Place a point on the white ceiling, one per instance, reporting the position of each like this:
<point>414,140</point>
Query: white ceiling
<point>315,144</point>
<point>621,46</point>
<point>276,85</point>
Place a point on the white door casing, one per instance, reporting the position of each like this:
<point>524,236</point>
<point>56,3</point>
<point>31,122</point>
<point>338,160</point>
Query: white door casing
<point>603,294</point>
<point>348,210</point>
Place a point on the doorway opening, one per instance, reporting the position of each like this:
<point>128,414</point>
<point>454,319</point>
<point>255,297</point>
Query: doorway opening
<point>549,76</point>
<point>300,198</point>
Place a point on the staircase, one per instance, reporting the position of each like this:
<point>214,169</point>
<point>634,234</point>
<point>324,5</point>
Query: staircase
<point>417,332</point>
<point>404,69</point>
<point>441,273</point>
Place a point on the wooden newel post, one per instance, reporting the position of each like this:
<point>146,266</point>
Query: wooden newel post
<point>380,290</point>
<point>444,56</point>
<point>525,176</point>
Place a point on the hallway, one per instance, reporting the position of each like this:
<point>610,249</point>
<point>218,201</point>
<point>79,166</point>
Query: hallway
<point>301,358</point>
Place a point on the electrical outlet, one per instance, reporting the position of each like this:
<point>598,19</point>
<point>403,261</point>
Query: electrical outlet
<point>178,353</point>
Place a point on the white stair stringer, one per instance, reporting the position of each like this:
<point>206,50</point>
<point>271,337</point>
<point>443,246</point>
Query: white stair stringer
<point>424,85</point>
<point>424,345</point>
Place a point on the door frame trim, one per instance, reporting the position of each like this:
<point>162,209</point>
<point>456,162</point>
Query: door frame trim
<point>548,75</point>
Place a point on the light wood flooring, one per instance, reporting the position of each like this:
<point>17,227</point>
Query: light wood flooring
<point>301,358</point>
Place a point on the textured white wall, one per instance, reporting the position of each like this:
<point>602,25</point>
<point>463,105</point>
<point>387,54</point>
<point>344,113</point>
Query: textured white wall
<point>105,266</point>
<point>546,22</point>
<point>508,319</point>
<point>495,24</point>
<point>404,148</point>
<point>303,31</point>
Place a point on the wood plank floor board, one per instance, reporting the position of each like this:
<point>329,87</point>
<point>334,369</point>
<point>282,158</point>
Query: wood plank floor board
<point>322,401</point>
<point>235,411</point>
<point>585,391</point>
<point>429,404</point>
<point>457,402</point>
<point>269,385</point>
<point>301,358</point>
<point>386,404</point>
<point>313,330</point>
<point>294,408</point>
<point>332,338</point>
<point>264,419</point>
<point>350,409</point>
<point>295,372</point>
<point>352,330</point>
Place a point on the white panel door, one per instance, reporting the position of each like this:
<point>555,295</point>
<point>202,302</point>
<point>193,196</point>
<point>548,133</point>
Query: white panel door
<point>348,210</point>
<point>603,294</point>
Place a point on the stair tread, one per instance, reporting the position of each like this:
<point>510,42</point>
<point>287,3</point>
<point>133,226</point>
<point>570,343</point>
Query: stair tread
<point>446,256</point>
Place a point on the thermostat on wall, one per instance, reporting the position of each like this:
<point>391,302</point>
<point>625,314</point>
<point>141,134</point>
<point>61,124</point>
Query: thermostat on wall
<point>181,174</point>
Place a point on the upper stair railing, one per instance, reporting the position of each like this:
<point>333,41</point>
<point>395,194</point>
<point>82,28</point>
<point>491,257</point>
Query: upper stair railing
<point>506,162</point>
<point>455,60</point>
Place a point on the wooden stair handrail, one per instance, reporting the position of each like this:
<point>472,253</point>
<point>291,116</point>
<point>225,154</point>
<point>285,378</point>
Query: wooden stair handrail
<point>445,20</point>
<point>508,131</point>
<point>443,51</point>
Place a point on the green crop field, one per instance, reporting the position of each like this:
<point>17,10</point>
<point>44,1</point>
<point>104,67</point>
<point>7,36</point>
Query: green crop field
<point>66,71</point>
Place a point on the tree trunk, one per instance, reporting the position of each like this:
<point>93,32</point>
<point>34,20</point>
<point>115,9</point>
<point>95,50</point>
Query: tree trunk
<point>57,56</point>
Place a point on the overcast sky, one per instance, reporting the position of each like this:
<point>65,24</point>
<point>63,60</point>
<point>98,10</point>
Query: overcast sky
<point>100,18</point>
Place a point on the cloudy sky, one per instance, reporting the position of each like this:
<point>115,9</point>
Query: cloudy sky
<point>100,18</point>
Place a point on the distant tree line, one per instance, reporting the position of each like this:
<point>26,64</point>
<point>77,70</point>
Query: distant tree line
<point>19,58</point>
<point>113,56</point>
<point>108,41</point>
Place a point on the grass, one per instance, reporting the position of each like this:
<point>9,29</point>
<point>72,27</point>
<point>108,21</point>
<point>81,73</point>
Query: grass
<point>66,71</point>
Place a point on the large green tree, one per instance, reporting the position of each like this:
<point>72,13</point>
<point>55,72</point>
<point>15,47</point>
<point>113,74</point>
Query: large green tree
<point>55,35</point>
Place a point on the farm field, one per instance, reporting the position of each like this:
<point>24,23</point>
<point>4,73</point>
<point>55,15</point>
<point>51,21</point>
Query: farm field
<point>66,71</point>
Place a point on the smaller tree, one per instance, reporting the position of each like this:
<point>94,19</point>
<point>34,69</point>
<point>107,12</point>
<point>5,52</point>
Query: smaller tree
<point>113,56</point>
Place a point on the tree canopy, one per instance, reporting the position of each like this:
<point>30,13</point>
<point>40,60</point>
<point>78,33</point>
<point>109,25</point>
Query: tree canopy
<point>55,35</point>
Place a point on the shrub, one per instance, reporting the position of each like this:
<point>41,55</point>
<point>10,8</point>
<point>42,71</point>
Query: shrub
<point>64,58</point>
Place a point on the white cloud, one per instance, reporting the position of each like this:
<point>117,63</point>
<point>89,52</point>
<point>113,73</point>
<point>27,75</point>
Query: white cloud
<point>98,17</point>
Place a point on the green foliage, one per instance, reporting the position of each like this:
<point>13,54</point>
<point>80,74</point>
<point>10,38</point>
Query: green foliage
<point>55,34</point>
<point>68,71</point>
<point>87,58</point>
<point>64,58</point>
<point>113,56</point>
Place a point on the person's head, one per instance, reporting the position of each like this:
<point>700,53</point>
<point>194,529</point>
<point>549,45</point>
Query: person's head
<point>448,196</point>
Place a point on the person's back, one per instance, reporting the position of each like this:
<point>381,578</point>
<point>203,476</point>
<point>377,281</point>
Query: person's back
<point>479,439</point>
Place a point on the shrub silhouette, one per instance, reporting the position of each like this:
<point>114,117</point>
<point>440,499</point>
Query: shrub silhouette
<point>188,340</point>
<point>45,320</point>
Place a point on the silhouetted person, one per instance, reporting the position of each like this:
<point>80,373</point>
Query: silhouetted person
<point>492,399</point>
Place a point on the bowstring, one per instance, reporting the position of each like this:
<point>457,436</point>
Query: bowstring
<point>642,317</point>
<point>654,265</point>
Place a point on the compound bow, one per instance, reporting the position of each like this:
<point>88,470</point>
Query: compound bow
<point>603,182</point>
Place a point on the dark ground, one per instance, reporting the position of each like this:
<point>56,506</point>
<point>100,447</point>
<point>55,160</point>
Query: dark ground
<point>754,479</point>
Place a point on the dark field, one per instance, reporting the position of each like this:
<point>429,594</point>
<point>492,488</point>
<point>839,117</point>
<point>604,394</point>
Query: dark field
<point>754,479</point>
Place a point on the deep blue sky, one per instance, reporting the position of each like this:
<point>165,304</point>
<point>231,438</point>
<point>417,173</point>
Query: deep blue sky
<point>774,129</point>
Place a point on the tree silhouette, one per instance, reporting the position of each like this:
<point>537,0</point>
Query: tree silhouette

━━━━━━━━━━━━━━━━

Your instructions:
Repeat all entries. Match them exactly.

Expected answer:
Place a point on the white ceiling, one per instance, reporting the position of each like this:
<point>414,140</point>
Query: white ceiling
<point>315,144</point>
<point>621,46</point>
<point>276,85</point>
Place a point on the white door casing, one per instance, reporting the position of each like this:
<point>524,236</point>
<point>56,3</point>
<point>31,122</point>
<point>338,160</point>
Query: white door casing
<point>603,294</point>
<point>348,210</point>
Place a point on the doorway opening, one per instance, reporting the position of each like this:
<point>128,414</point>
<point>454,319</point>
<point>255,297</point>
Query: doorway opening
<point>549,76</point>
<point>300,198</point>
Place a point on the staircase, one per instance, reporting the position of each like this:
<point>214,169</point>
<point>634,234</point>
<point>324,5</point>
Query: staircase
<point>417,332</point>
<point>404,69</point>
<point>441,273</point>
Place a point on the wooden newel post, one per instance, reporting the position of each like this:
<point>146,266</point>
Query: wooden newel post
<point>380,290</point>
<point>444,56</point>
<point>525,176</point>
Place a point on the hallway, one per instance, reporting the position of each like this:
<point>610,249</point>
<point>218,201</point>
<point>79,166</point>
Query: hallway
<point>301,358</point>
Place a point on the electrical outlet, one per instance, reporting the position of each like this:
<point>598,19</point>
<point>403,261</point>
Query: electrical outlet
<point>178,353</point>
Place a point on the white stair stringer, one per instance, reporting the position of each like this:
<point>206,50</point>
<point>271,337</point>
<point>443,246</point>
Query: white stair stringer
<point>424,85</point>
<point>424,345</point>
Place a point on the door frame trim, one per instance, reporting the position of each like this:
<point>162,209</point>
<point>456,162</point>
Query: door frame trim
<point>548,75</point>
Place a point on the light wood flooring, one per instance, reporting the position of each like this:
<point>17,227</point>
Query: light wood flooring
<point>301,358</point>
Place a point on the textured white wall, one per instance, reporting the position of each like this:
<point>602,25</point>
<point>463,105</point>
<point>387,54</point>
<point>344,113</point>
Query: textured white wall
<point>105,266</point>
<point>546,22</point>
<point>508,319</point>
<point>495,24</point>
<point>404,148</point>
<point>303,31</point>
Place a point on the wood plank floor board, one per instance, reporting the position of each like this:
<point>329,87</point>
<point>334,369</point>
<point>282,158</point>
Query: wood plank floor board
<point>322,401</point>
<point>235,411</point>
<point>585,391</point>
<point>429,404</point>
<point>457,402</point>
<point>269,385</point>
<point>301,358</point>
<point>386,404</point>
<point>313,330</point>
<point>294,408</point>
<point>332,338</point>
<point>264,419</point>
<point>350,409</point>
<point>295,372</point>
<point>352,330</point>
Place a point on the white panel door, one per instance, reporting the position of each like this:
<point>555,295</point>
<point>202,302</point>
<point>193,196</point>
<point>548,133</point>
Query: white panel door
<point>348,210</point>
<point>603,294</point>
Place a point on the stair tread, one per instance, reporting the position of each like this:
<point>510,42</point>
<point>287,3</point>
<point>133,226</point>
<point>570,343</point>
Query: stair tread
<point>446,256</point>
Place a point on the thermostat on wall, one per instance, reporting the position of each like this:
<point>391,302</point>
<point>625,314</point>
<point>141,134</point>
<point>61,124</point>
Query: thermostat on wall
<point>181,174</point>
Place a point on the upper stair railing, one per instance, reporting the position of each like this:
<point>333,41</point>
<point>395,194</point>
<point>82,28</point>
<point>491,257</point>
Query: upper stair railing
<point>506,162</point>
<point>455,60</point>
Place a point on the wooden stair handrail, one per instance, reporting the position of each like this:
<point>472,253</point>
<point>291,116</point>
<point>225,154</point>
<point>285,378</point>
Query: wooden stair handrail
<point>445,20</point>
<point>508,131</point>
<point>443,51</point>
Place a point on the green crop field, one per instance, reporting the position of each like this:
<point>17,10</point>
<point>44,1</point>
<point>104,67</point>
<point>7,36</point>
Query: green crop field
<point>66,71</point>
Place a point on the tree trunk, one per instance, reporting the position of each like this:
<point>93,32</point>
<point>34,20</point>
<point>115,9</point>
<point>95,50</point>
Query: tree trunk
<point>57,56</point>
Place a point on the overcast sky, one per instance, reporting the position of each like this:
<point>65,24</point>
<point>63,60</point>
<point>98,10</point>
Query: overcast sky
<point>100,18</point>
Place a point on the cloudy sky, one per instance, reporting the position of each like this:
<point>115,9</point>
Query: cloudy sky
<point>100,18</point>
Place a point on the distant tree line, one per instance, reporting the position of each like this:
<point>26,64</point>
<point>77,70</point>
Query: distant tree line
<point>19,58</point>
<point>113,56</point>
<point>108,41</point>
Place a point on the grass, one per instance, reporting the position of each like this:
<point>9,29</point>
<point>72,27</point>
<point>108,21</point>
<point>81,73</point>
Query: grass
<point>66,71</point>
Place a point on the large green tree, one per instance, reporting the position of each like this:
<point>72,13</point>
<point>55,72</point>
<point>15,47</point>
<point>113,74</point>
Query: large green tree
<point>55,35</point>
Place a point on the farm field, one per instance, reporting the position of each like this:
<point>24,23</point>
<point>4,73</point>
<point>55,15</point>
<point>51,21</point>
Query: farm field
<point>66,71</point>
Place a point on the smaller tree, one per instance, reporting the position of each like this:
<point>94,19</point>
<point>34,69</point>
<point>107,12</point>
<point>5,52</point>
Query: smaller tree
<point>113,56</point>
Place a point on the tree canopy, one per instance, reporting the position of each like this:
<point>30,13</point>
<point>40,60</point>
<point>78,33</point>
<point>109,25</point>
Query: tree canopy
<point>55,35</point>
Place a point on the shrub, one per instance, reporting the position of each like this:
<point>41,55</point>
<point>10,8</point>
<point>42,71</point>
Query: shrub
<point>64,58</point>
Place a point on the white cloud, one per instance, reporting the position of each like this:
<point>117,63</point>
<point>89,52</point>
<point>113,73</point>
<point>27,75</point>
Query: white cloud
<point>98,17</point>
Place a point on the green foliage, one per instance, reporting the position of each like this:
<point>13,54</point>
<point>80,74</point>
<point>10,38</point>
Query: green foliage
<point>55,34</point>
<point>68,71</point>
<point>87,58</point>
<point>64,58</point>
<point>113,56</point>
Place a point on the person's head, one per instance, reporting the position of each like this:
<point>700,53</point>
<point>194,529</point>
<point>549,45</point>
Query: person's head
<point>448,196</point>
Place a point on the person's back, one per instance, reporting the position of each like this:
<point>381,578</point>
<point>203,476</point>
<point>377,281</point>
Query: person's back
<point>479,439</point>
Place a point on the shrub silhouette, one per instance, reporting the position of each like this:
<point>114,117</point>
<point>440,499</point>
Query: shrub silhouette
<point>188,340</point>
<point>45,320</point>
Place a point on the silhouetted person, one per instance, reporting the position of each like this:
<point>80,373</point>
Query: silhouetted person
<point>492,399</point>
Place a point on the bowstring, one per instance, reporting the position of each like this:
<point>457,436</point>
Query: bowstring
<point>642,317</point>
<point>654,265</point>
Place a point on the compound bow, one per instance, reporting the position of each like this:
<point>88,470</point>
Query: compound bow
<point>603,182</point>
Place a point on the dark ground, one per instance, reporting the position of each like this:
<point>56,506</point>
<point>100,447</point>
<point>55,160</point>
Query: dark ground
<point>754,479</point>
Place a point on the dark field, one per instance, reporting the position of each like this:
<point>429,594</point>
<point>492,488</point>
<point>839,117</point>
<point>604,394</point>
Query: dark field
<point>754,479</point>
Place a point on the deep blue sky, one per instance, reporting the position of each like this:
<point>165,304</point>
<point>231,438</point>
<point>417,173</point>
Query: deep blue sky
<point>774,129</point>
Place a point on the tree silhouette, one per instance, reporting the position of each like this:
<point>537,0</point>
Query: tree silhouette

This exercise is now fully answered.